* Stated exercise:
Extract each line of the records below that contains the string "sought". Case is significant.

Outline annotation records

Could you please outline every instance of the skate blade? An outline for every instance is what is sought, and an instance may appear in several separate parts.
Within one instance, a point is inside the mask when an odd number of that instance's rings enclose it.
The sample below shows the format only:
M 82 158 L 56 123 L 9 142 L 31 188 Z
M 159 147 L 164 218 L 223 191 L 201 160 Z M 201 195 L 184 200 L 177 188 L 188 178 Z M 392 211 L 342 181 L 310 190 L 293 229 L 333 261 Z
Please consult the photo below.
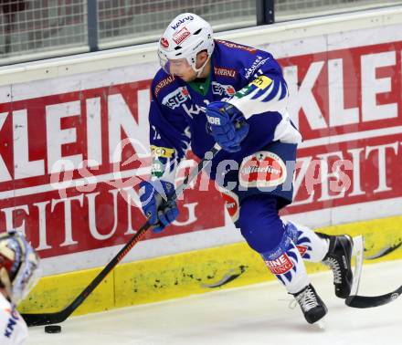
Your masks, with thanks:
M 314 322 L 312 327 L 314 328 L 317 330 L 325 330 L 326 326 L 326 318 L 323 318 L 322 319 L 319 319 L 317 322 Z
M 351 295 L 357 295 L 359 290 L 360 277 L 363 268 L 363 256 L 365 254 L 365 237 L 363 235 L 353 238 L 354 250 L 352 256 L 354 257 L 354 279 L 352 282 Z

...

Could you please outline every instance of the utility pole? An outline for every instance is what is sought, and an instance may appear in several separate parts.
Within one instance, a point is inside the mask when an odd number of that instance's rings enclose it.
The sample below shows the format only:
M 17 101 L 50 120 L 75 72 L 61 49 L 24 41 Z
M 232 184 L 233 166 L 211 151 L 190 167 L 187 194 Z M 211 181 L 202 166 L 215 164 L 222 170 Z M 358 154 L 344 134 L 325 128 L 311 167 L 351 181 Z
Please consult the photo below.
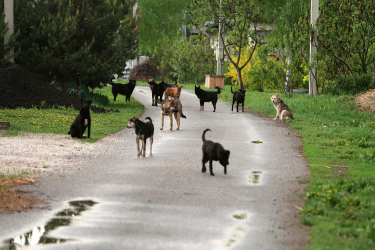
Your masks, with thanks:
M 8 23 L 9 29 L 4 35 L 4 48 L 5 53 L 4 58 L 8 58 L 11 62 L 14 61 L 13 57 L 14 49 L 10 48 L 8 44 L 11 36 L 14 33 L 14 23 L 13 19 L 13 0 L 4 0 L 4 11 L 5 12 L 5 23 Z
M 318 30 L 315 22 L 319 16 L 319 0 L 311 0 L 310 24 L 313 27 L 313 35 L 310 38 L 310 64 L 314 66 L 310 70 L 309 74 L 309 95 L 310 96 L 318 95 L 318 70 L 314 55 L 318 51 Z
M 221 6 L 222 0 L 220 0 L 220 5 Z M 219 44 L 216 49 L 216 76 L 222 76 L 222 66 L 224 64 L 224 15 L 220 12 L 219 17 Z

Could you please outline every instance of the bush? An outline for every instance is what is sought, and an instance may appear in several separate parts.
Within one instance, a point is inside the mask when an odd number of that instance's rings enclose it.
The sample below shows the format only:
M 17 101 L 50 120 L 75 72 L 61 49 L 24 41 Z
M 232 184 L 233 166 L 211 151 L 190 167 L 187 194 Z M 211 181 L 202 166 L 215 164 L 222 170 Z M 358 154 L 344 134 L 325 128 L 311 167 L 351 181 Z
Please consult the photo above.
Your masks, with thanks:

==

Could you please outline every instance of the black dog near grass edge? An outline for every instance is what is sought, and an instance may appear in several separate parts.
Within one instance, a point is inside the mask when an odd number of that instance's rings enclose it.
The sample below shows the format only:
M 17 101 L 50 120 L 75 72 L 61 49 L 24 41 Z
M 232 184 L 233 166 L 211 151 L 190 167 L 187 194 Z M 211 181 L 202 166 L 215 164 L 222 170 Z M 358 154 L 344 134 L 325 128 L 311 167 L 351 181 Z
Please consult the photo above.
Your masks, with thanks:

* Response to this exercise:
Could you please outline every instance of the skate blade? An outline for every instance is what is sought, and an instance may appear in several separate parts.
Could you please outline every instance of the utility pole? An outline for every instance is what is sought, and an instance may appear in several separate parts.
Could you please outline every instance of the bush? An outline for every instance is what is sought, and an instance may appear in several separate parts.
Could you please outline every instance of the black dog near grass edge? An outline for every instance is what is sought, and an instance may appear in several separate parts.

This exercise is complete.